Collected data:
-- Start --
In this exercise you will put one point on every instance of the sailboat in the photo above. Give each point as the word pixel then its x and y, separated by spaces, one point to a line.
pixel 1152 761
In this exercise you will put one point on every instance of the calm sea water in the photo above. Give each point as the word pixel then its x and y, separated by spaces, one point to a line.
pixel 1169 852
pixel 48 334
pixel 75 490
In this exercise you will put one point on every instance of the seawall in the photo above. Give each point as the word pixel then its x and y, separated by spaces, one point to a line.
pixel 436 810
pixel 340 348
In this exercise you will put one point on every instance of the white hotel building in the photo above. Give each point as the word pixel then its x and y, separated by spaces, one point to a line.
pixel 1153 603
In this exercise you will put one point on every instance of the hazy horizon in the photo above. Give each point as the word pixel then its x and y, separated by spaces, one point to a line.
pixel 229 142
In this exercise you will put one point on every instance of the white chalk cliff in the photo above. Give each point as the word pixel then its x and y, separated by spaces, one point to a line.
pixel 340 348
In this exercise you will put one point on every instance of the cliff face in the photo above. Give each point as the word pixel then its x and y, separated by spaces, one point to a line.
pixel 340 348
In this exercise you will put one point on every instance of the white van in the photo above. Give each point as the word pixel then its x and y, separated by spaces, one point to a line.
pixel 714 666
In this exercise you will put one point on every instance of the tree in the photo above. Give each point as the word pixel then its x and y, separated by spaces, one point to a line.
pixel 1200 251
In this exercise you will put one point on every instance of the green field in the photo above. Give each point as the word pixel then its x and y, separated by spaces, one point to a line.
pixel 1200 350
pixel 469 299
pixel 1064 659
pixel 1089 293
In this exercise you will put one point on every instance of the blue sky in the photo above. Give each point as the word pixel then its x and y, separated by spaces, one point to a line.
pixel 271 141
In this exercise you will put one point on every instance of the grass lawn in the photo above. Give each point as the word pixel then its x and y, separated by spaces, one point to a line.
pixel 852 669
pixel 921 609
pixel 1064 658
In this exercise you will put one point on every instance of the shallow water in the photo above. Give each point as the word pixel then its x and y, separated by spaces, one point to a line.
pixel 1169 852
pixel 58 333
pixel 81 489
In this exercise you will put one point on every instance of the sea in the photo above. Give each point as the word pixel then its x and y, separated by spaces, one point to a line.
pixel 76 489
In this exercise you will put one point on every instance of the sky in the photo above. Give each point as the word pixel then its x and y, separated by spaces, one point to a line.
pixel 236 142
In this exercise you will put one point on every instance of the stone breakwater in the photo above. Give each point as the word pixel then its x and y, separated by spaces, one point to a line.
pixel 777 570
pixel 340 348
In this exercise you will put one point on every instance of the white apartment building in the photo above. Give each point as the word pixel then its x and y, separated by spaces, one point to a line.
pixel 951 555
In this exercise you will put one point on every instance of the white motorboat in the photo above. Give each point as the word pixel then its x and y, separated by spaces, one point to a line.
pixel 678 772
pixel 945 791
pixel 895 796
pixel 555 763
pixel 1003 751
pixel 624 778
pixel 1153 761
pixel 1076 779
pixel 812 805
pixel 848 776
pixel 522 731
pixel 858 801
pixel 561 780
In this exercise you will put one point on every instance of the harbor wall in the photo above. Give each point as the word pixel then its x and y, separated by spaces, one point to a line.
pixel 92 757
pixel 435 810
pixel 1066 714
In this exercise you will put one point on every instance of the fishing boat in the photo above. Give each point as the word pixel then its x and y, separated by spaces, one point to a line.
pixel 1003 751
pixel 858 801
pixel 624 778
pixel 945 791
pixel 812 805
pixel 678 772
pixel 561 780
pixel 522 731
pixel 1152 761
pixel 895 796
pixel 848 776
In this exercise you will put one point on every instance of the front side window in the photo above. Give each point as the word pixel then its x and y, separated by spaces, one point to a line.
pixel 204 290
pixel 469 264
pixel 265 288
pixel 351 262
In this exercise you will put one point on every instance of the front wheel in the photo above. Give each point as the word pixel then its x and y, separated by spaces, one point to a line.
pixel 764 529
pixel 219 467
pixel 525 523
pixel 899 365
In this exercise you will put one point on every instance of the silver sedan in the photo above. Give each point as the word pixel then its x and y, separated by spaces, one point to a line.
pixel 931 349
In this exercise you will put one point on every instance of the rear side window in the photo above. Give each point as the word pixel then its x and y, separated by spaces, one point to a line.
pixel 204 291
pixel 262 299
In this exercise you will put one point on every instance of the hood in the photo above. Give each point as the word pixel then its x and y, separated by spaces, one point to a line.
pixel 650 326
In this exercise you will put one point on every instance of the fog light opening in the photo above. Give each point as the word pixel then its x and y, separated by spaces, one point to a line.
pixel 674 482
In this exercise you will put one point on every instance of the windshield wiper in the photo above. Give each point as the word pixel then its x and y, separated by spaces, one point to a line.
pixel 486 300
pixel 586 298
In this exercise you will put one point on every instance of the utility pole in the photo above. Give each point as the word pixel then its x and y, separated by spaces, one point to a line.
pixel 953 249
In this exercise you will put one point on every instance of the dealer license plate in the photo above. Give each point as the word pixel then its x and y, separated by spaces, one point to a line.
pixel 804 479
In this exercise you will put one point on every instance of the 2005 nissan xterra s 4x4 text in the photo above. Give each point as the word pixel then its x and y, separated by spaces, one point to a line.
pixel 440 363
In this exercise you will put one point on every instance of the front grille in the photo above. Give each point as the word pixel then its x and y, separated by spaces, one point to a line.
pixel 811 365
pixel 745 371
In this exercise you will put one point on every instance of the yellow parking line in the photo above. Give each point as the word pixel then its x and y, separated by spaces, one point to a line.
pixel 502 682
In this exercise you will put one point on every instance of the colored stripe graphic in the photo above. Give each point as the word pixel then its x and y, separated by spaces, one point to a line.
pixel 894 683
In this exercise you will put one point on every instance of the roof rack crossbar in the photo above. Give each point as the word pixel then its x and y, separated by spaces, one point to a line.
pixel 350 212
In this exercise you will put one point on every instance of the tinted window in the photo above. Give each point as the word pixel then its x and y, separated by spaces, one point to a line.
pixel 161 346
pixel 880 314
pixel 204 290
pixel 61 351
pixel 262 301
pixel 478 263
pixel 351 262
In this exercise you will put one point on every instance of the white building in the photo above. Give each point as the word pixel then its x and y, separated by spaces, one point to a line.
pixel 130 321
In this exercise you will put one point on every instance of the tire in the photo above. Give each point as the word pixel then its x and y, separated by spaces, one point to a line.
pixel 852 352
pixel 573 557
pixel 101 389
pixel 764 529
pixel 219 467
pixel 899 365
-- End --
Requirements
Render everything from the line containing "the fog light" down to the line containing "pixel 674 482", both included, as a JSON list of strings with one string per line and blank lines left out.

Complete answer
[
  "In this exercise you will put one point on every instance of the fog light opening in the photo above. Give each point as the word pixel then its x and y, separated by spaces, one point to a line.",
  "pixel 674 482"
]